[Prompt]
List every line in the material that contains the word "shawl".
-*-
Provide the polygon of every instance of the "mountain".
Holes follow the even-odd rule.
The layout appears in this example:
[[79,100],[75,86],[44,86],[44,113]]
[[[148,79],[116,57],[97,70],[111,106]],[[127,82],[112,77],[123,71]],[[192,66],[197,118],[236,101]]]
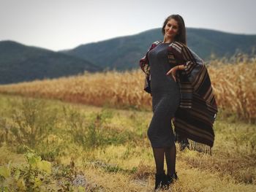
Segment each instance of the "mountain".
[[12,41],[0,41],[0,84],[55,78],[102,69],[84,59]]
[[[256,35],[192,28],[187,28],[187,45],[205,61],[212,54],[229,57],[236,52],[250,54],[256,48]],[[139,60],[151,43],[162,39],[159,28],[59,52],[0,41],[0,84],[75,75],[84,71],[138,69]]]
[[[252,47],[256,47],[256,35],[192,28],[187,28],[187,45],[204,60],[209,59],[211,54],[217,57],[229,57],[237,51],[249,54]],[[139,59],[151,43],[162,39],[163,35],[159,28],[135,35],[81,45],[61,52],[103,68],[124,70],[137,68]]]

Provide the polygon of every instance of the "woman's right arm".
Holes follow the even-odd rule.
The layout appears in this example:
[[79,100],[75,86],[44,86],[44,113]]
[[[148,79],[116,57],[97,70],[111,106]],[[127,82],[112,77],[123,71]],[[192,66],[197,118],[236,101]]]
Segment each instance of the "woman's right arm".
[[147,77],[150,74],[150,66],[148,64],[148,53],[154,47],[154,42],[148,47],[145,55],[140,60],[140,66]]

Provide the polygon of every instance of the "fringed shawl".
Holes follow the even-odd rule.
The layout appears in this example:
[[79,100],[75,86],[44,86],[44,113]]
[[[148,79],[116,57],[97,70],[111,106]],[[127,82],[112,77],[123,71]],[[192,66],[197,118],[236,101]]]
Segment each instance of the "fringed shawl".
[[[161,41],[154,42],[140,66],[146,74],[144,91],[151,93],[148,52]],[[176,81],[180,88],[181,100],[173,123],[176,142],[180,147],[211,154],[214,142],[213,125],[218,112],[210,77],[203,61],[186,45],[173,42],[167,47],[169,64],[183,64],[184,70],[178,70]],[[188,139],[191,139],[190,146]]]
-*-
[Exercise result]
Provide the polygon of every instance of the "fringed shawl".
Segment each instance of the "fringed shawl".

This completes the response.